> Brano estratto
###

E ancora l’Intelligenza Artificiale, ormai pienamente in grado di “ingannare l’occhio umano” creando vere e proprie persone, facendoci vedere le loro vite “da film”, salvo scoprire poi che esse sono soltanto una costruzione digitale.
Affrontiamo queste importanti tematiche d’attualità con Angelo Romeo, professore associato di Sociologia della comunicazione presso l’Università “Guglielmo Marconi”.

L’Intelligenza Artificiale, anche con programmi molto semplici, consente non solo di realizzare testi formalmente ben scritti, ma permette la correzione e creazione di immagini che, seppur “virtuali” sembrano incredibilmente “reali”.
A livello sociologico, qual è o sarà l’impatto di ciò e come impatterà soprattutto sui più giovani?

Sicuramente l’Intelligenza Artificiale oggi sta ridefinendo il modo di scrivere ma ancor di più ridefinendo il modo di pensare.
A livello sociologico sta cambiando tanto, nel senso che i giovani di oggi, che vivono fortemente ancorati alla tecnologia e fanno della rete lo spazio vissuto a loro più gradito, si trovano davanti all’Intelligenza Artificiale e forse a comprendere ancora più da vicino quali siano le potenzialità. Credo quindi che i giovani siano ancora in una fase in cui stanno osservando l’IA e non si rendono conto pienamente di che cosa essa sia e cosa possa provocare nella loro vita.
Sicuramente c’è un allarme e la stessa attenzione che gli adulti mostrano nei confronti dell’IA, per i giovani sarà ancora più forte, perché appunto più propensi all’uso delle tecnologie, più di quanto possa avvenire per gli adulti e quindi, a livello sociale e relazionale, nei prossimi anni si dovrà fare attenzione proprio ai processi educativi, alla costruzione appunto di adeguati rapporti ma soprattutto a formare giovani che siano capaci di far fronte a queste trasformazioni e innovazioni tecnologiche.

Diventa difficile distinguere tra fake e reale. Quali strumenti adottare, anche noi come “comunicatori”, per far valere la realtà delle fonti e dei fatti?

###

Elementi del dataset:

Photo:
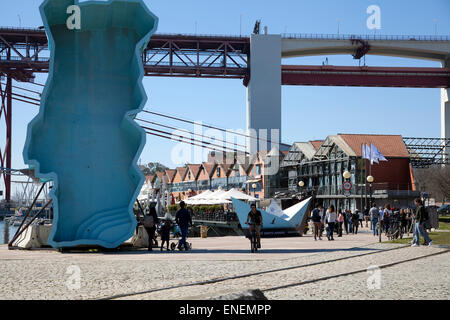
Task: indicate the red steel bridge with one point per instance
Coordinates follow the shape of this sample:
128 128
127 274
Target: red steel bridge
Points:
24 52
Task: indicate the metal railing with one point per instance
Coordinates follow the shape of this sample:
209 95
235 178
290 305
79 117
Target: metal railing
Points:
213 216
365 37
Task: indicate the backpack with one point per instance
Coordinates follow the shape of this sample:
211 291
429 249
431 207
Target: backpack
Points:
149 222
427 220
316 215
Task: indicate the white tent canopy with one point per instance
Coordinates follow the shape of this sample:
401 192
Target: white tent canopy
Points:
233 193
207 197
218 197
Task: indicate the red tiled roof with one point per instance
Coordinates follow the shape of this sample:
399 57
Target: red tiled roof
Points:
317 143
171 174
160 175
226 167
182 172
389 145
195 169
209 167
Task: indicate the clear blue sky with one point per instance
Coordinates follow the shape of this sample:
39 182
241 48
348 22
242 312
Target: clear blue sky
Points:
308 112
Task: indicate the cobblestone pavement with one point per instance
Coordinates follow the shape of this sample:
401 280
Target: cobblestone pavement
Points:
44 275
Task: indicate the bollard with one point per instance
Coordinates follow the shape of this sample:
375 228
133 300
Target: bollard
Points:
6 233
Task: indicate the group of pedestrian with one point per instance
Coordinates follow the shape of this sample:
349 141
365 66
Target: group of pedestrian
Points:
333 221
150 221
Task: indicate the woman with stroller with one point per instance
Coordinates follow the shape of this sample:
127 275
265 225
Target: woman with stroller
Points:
331 220
165 232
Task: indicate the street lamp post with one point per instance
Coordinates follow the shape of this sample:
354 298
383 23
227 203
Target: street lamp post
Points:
301 184
254 189
347 175
370 180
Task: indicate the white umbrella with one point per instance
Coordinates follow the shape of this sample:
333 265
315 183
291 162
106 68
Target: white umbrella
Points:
233 193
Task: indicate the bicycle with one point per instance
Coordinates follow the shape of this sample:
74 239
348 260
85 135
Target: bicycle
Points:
253 238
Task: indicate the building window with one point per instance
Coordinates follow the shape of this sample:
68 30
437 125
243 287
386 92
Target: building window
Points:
258 169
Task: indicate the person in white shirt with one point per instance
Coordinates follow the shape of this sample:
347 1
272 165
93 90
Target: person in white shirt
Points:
330 218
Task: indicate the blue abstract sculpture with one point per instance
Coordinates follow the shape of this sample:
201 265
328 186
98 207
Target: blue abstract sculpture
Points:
84 138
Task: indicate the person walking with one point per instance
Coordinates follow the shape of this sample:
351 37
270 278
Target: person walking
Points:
322 220
374 215
355 221
165 232
317 224
380 218
409 219
184 220
403 221
348 213
361 217
387 214
340 222
331 220
366 216
419 229
344 215
150 222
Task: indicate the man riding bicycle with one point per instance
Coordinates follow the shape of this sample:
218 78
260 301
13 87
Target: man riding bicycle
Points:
254 218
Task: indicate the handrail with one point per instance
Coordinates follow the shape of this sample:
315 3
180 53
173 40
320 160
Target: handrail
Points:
365 37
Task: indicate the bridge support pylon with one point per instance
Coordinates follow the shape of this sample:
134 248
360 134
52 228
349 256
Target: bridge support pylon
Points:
445 111
264 93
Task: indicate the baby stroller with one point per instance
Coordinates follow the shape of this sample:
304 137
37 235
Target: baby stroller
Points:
177 235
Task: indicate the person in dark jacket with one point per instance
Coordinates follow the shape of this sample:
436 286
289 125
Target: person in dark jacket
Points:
165 233
355 221
421 217
316 219
151 230
184 220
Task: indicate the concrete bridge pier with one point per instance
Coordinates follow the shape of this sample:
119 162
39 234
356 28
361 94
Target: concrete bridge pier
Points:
445 109
264 92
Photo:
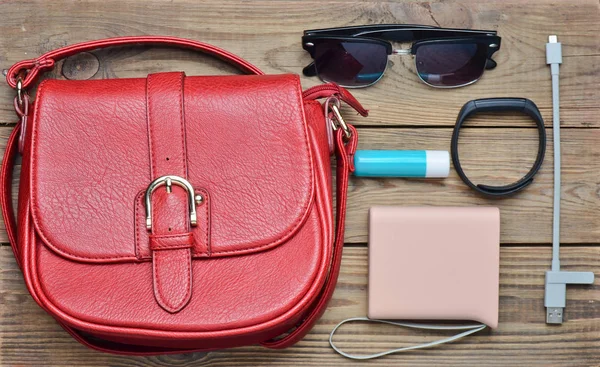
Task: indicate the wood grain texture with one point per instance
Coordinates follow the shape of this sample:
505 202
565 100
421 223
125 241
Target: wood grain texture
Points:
522 338
267 33
404 114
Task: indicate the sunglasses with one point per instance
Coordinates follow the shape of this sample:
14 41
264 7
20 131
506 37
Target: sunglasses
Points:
356 57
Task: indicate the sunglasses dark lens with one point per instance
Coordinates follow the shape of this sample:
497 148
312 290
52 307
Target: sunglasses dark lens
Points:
350 64
450 65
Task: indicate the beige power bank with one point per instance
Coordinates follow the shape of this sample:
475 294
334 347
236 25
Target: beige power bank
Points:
434 263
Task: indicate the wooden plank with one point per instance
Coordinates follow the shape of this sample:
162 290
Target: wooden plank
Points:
398 100
31 338
488 155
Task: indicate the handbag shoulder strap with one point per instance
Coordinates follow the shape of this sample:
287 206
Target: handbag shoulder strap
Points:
345 157
30 70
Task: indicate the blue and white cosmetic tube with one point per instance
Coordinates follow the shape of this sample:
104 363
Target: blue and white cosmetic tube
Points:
402 163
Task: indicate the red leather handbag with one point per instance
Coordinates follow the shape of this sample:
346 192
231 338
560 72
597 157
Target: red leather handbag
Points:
175 214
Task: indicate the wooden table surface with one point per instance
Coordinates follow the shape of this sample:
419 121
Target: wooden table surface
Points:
405 114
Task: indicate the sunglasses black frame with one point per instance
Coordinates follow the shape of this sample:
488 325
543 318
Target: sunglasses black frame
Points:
383 34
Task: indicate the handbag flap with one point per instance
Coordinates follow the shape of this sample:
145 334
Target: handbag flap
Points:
247 151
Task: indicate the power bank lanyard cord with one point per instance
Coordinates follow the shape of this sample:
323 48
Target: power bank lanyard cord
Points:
470 329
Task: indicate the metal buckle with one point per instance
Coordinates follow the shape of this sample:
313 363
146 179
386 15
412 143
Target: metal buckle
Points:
20 91
168 181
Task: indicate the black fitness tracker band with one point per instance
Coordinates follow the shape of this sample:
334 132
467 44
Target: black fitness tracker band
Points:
522 105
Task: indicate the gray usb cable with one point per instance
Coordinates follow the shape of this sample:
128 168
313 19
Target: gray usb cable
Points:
557 280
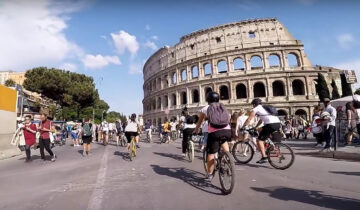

###

> Azioni richieste
A) Secondo il brano sull'Intelligenza Artificiale, a che cosa si dovrà fare attenzione nei prossimi anni a livello sociale e relazionale? Elenca tutte le voci indicate.
B) Riprendi il brano sull'Intelligenza Artificiale a partire dall'ultima frase riportata.
Le righe fornite non servono per svolgere alcun compito.

> Risposte ai compiti
A)
- Ai processi educativi
- Alla costruzione di adeguati rapporti
- A formare giovani capaci di far fronte a queste trasformazioni e innovazioni tecnologiche

B)
Io credo che una delle proposte per non incappare continuamente in questa complessità e distinzione tra fake e reale sia quella del dialogo, il dialogo che non si limita esclusivamente alla lettura frettolosa, come spesso avviene, di qualcosa che leggiamo in rete, ma la condivisione.
Forse abbiamo perso il senso della condivisione.
C’è una sorta di confusione che talvolta si crea quando si leggono le notizie soprattutto attraverso i Social; spesso anche la fretta, la velocità con cui corre la nostra vita, ci porta a dare subito tutto per veritiero, invece la coerenza ma soprattutto la capacità di saper “discernere” e soprattutto selezionare contenuti, a mio avviso, può essere data semplicemente da una buona discussione e quindi dalla lettura in profondità.
Comportamento questo che, con la rete, purtroppo si sta perdendo. Quindi, come far fronte a questo problema? Soprattutto attraverso il dialogo intrapersonale con la famiglia, con gli educatori, con il gruppo dei pari, ritornare un po’ alla lettura condivisa di determinati contenuti, soprattutto a scuola, nelle classi, anche di quei contenuti che vengono fruiti attraverso il digitale.

Siamo tutti sempre più chini sui nostri schermi, anche quando siamo in mezzo a tanti. A che tipo di evoluzione (o dovremmo parlare forse di involuzione?) stiamo assistendo? Che rischi corriamo, quant’è reale l’individualizzazione sociale?

Siamo sempre tutti più chinati sui nostri schermi, è vero, facciamo un utilizzo continuo dei nostri dispositivi: computer, cellulari, tablet e così via; io non parlerei di involuzione, semplicemente di un’attenzione specifica alla vita che stiamo vivendo e viviamo in quest’epoca, caratterizzata dalla presenza di questi mezzi per certi aspetti straordinari, perché ci consentono di fare tante attività che nel passato era impensabile immaginare se non in presenza.
Utilizzare, con un’adeguata formazione, con un’adeguata capacità e senso critico, questi mezzi che ci possono offrire determinate funzioni, anche di precisione di correttezza e di riduzione della complessità, può aiutarci.
Pensiamo alla tecnologia come uno strumento che non deve sostituire totalmente le nostre azioni; non risolveremmo i problemi se dipendiamo da una macchina, invece una delle caratteristiche dell’individuo contemporaneo dovrebbe essere proprio quella di saper sfruttare, con la sua intelligenza, la tecnica pur nella sua autonomia, senza lasciarsi schiacciare.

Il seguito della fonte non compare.